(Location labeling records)
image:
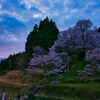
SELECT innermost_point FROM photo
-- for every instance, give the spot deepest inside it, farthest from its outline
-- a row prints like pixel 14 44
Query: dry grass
pixel 13 79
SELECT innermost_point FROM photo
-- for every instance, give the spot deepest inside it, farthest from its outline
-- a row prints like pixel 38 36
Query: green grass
pixel 91 86
pixel 72 74
pixel 90 91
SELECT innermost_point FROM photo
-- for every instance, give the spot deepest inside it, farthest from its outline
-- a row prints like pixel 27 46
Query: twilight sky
pixel 17 18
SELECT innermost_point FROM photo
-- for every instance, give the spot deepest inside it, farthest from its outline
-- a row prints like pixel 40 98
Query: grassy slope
pixel 14 82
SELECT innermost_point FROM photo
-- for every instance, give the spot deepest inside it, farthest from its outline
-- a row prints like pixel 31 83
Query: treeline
pixel 42 35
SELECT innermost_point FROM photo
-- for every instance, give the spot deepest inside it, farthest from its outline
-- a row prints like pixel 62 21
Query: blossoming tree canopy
pixel 93 55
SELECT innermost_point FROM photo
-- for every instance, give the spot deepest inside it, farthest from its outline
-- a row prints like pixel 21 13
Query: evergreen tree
pixel 98 29
pixel 43 36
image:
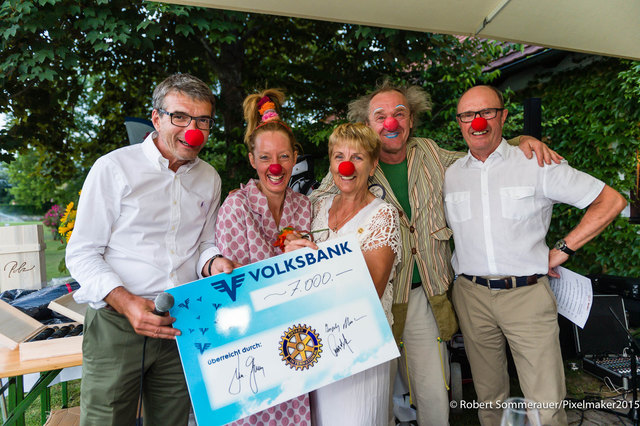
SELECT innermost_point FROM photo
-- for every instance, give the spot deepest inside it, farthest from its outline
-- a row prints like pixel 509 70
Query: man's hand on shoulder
pixel 544 155
pixel 217 265
pixel 139 312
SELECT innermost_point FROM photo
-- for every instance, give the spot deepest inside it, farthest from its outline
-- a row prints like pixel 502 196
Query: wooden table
pixel 14 369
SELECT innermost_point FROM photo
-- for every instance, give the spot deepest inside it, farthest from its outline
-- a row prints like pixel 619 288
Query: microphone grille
pixel 164 302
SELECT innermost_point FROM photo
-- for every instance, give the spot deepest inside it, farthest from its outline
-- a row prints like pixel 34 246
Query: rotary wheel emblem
pixel 300 347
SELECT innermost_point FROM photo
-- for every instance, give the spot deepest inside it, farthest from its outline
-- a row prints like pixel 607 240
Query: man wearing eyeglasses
pixel 410 177
pixel 499 205
pixel 144 214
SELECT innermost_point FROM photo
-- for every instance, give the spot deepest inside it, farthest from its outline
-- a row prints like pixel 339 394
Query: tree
pixel 71 72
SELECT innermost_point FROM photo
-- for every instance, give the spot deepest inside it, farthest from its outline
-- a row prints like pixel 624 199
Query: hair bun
pixel 267 109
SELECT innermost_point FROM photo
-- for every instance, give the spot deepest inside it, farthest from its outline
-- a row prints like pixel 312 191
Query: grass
pixel 32 415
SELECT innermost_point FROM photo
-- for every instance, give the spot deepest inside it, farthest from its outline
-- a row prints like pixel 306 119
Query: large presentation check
pixel 279 328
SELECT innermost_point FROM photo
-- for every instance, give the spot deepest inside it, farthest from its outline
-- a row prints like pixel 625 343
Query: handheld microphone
pixel 164 302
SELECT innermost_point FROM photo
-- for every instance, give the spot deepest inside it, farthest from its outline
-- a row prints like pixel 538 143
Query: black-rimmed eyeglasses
pixel 487 114
pixel 183 120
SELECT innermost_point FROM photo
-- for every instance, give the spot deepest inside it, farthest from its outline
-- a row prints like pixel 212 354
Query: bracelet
pixel 211 262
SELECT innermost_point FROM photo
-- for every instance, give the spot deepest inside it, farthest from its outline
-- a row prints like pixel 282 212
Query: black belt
pixel 504 283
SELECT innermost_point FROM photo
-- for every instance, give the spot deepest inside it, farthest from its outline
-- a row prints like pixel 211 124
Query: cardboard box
pixel 64 417
pixel 22 263
pixel 17 328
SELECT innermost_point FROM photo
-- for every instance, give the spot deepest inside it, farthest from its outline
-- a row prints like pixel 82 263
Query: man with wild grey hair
pixel 410 176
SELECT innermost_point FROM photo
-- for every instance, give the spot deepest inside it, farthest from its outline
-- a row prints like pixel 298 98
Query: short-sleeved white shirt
pixel 500 210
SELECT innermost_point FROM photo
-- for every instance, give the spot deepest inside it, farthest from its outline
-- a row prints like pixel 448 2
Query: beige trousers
pixel 427 361
pixel 526 318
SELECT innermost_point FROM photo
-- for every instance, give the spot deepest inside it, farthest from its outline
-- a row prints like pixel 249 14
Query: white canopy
pixel 601 27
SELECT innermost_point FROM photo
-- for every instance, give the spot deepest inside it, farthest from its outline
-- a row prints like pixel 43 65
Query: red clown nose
pixel 390 124
pixel 346 168
pixel 479 124
pixel 194 137
pixel 275 169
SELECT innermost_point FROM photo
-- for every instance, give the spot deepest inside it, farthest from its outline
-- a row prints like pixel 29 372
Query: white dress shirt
pixel 142 226
pixel 500 210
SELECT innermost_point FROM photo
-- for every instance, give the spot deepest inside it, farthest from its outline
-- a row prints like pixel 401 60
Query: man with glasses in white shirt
pixel 144 216
pixel 499 205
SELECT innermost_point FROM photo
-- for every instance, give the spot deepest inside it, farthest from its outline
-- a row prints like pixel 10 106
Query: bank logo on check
pixel 300 347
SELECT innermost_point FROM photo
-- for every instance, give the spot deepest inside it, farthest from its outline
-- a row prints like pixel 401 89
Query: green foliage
pixel 30 185
pixel 591 116
pixel 72 71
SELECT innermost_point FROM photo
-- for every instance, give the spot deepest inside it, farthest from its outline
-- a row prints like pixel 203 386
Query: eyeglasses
pixel 487 114
pixel 183 120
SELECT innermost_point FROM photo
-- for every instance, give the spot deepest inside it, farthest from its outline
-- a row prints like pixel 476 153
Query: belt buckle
pixel 508 285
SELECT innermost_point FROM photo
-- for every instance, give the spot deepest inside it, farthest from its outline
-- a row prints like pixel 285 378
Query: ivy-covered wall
pixel 591 116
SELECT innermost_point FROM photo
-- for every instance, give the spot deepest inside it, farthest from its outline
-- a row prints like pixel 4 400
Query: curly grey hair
pixel 418 102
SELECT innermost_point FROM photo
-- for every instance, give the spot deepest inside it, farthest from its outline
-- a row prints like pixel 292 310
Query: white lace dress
pixel 361 399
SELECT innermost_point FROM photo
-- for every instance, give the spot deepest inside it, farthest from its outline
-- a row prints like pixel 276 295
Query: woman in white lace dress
pixel 362 399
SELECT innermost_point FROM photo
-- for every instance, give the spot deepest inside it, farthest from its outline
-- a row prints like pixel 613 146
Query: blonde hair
pixel 255 125
pixel 356 134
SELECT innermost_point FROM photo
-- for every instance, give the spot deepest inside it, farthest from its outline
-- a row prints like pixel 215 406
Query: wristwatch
pixel 562 246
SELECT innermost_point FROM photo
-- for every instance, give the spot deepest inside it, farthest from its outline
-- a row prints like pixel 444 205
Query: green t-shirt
pixel 398 177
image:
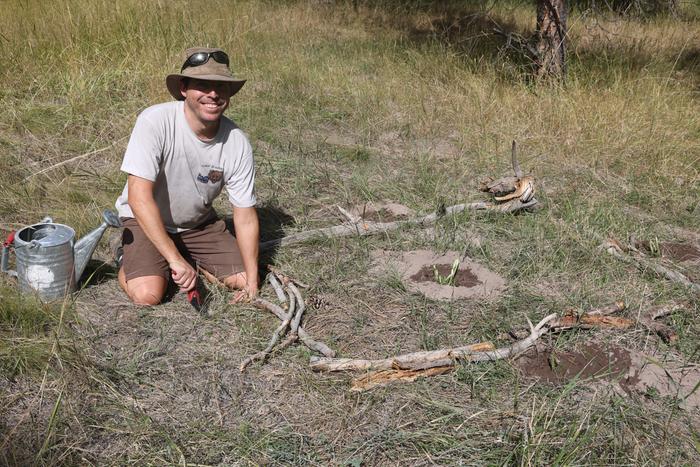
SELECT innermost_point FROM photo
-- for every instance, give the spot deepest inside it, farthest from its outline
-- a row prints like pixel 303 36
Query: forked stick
pixel 293 335
pixel 281 329
pixel 514 159
pixel 437 358
pixel 362 227
pixel 308 341
pixel 281 296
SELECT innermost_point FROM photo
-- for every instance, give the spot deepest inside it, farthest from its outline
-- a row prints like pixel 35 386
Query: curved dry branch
pixel 362 228
pixel 308 341
pixel 514 160
pixel 436 358
pixel 281 329
pixel 643 264
pixel 275 283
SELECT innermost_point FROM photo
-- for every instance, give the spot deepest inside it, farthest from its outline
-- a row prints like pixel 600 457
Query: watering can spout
pixel 85 247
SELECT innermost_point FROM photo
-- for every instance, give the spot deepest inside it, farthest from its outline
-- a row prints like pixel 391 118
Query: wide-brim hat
pixel 211 70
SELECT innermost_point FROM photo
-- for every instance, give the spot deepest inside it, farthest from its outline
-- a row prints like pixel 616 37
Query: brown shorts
pixel 210 246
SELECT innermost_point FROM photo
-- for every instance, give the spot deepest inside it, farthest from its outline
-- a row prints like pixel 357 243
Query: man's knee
pixel 143 296
pixel 146 290
pixel 236 281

== Problem ==
Pick out every line in the items above that contains the string "white", and copy each of those lines. Matching is case-sensitive.

== Exercise response ==
Query: short-sleeved white shirt
Query: white canopy
Query: white dress shirt
Query: man with glasses in white shirt
Query: white lace dress
Query: woman in white lace dress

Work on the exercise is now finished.